*WHAT YOU HAVE TO DO*.
Output every line of the listing as it stands.
START EXTRACTED INFORMATION
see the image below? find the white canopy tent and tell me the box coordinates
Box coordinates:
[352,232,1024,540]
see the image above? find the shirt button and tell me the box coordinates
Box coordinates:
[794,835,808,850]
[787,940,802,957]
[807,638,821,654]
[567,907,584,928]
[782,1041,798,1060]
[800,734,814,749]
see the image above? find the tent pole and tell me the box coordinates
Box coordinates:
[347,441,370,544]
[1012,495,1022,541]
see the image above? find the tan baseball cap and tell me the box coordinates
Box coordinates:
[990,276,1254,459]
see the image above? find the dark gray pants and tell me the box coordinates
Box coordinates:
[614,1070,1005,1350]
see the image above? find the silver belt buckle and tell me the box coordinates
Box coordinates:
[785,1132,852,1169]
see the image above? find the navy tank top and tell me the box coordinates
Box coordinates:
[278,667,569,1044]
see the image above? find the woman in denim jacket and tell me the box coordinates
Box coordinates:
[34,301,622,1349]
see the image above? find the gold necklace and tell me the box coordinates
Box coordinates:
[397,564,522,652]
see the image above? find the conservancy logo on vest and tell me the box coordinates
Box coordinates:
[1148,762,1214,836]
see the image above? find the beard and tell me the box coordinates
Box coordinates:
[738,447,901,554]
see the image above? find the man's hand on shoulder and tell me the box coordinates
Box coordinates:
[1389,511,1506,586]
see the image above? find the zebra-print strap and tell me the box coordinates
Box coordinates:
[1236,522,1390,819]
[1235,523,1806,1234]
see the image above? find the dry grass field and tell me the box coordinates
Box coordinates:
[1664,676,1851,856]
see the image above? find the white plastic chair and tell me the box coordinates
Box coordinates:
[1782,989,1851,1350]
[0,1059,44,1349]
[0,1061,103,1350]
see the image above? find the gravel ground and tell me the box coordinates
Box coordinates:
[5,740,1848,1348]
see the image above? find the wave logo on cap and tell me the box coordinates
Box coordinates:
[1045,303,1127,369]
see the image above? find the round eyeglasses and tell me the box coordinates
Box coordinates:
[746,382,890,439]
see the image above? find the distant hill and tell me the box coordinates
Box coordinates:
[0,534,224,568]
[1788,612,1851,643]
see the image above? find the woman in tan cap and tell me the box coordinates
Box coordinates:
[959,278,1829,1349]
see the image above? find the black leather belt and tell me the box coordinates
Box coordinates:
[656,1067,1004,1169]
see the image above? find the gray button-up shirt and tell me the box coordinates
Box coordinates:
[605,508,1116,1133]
END EXTRACTED INFORMATION
*RESPONSE AREA*.
see the image below? find the white canopy tent and tell me the box coordinates
Box coordinates:
[352,232,1024,540]
see the image above? find the shirt button and tell me the box coordinates
Box coordinates:
[794,835,808,850]
[787,940,802,957]
[807,638,821,654]
[567,907,584,928]
[782,1041,798,1060]
[800,734,814,749]
see the image above? find the tent pole and tell me the box coordinates
Box coordinates:
[347,441,370,544]
[1012,495,1022,541]
see the image above? find the tan baseball cap and tell me the box coordinates
Box coordinates:
[990,276,1254,459]
see the image above? find the dark gray pants and tell me the box coordinates
Box coordinates:
[614,1070,1005,1350]
see the image above? find the silver belt buckle and tell me the box coordinates
Box coordinates:
[785,1132,852,1169]
see the image above? find the navy tank top and tell me the box coordinates
Box coordinates:
[278,667,569,1044]
see the image above? find the woman in denim jacket and tell me the box coordinates
Box coordinates:
[34,301,622,1349]
see the image above? find the gold necklace and tell me the box coordinates
Box coordinates:
[397,564,522,652]
see the image above? find the conservancy logo on vest and tell me the box coordinates
Box coordinates:
[1148,762,1214,836]
see the image above? find the beard and tell me the box coordinates
Box coordinates:
[738,447,901,554]
see the image above? find the man's hand on shoulder and tell me the box coordinates
Box coordinates:
[1389,511,1506,586]
see the image above? find the zebra-print strap and tell me the box coordinates
Box coordinates:
[1236,522,1390,819]
[1235,523,1806,1234]
see the image above? find the dry grass field and tell me the box coordinates
Box coordinates:
[1664,676,1851,856]
see the image above? find the white plastic chair and tell me the box coordinates
Box coordinates:
[1782,989,1851,1350]
[0,1059,44,1349]
[0,1061,103,1350]
see the image above? find the gravel ground and tell me the box coordinates
Box coordinates:
[5,740,1848,1348]
see the image above? find the wave logo on cap and tell me the box coordinates
Box coordinates:
[1045,303,1127,369]
see the image above? find the round eyeglasses and tell me the box coordinates
Box coordinates:
[746,382,890,439]
see the image above? find the distant hill and tell me the box coordinates
Box coordinates:
[0,534,224,568]
[1788,612,1851,643]
see the image above? find the woman in tan cap and tell me the box coordinates
Box coordinates:
[959,278,1829,1349]
see the image above? find the black leather belt and tell me the box coordinates
Box coordinates:
[656,1067,1004,1169]
see the image above? find the gray button-up shirt and tell me the box coordinates
Box coordinates:
[605,508,1116,1133]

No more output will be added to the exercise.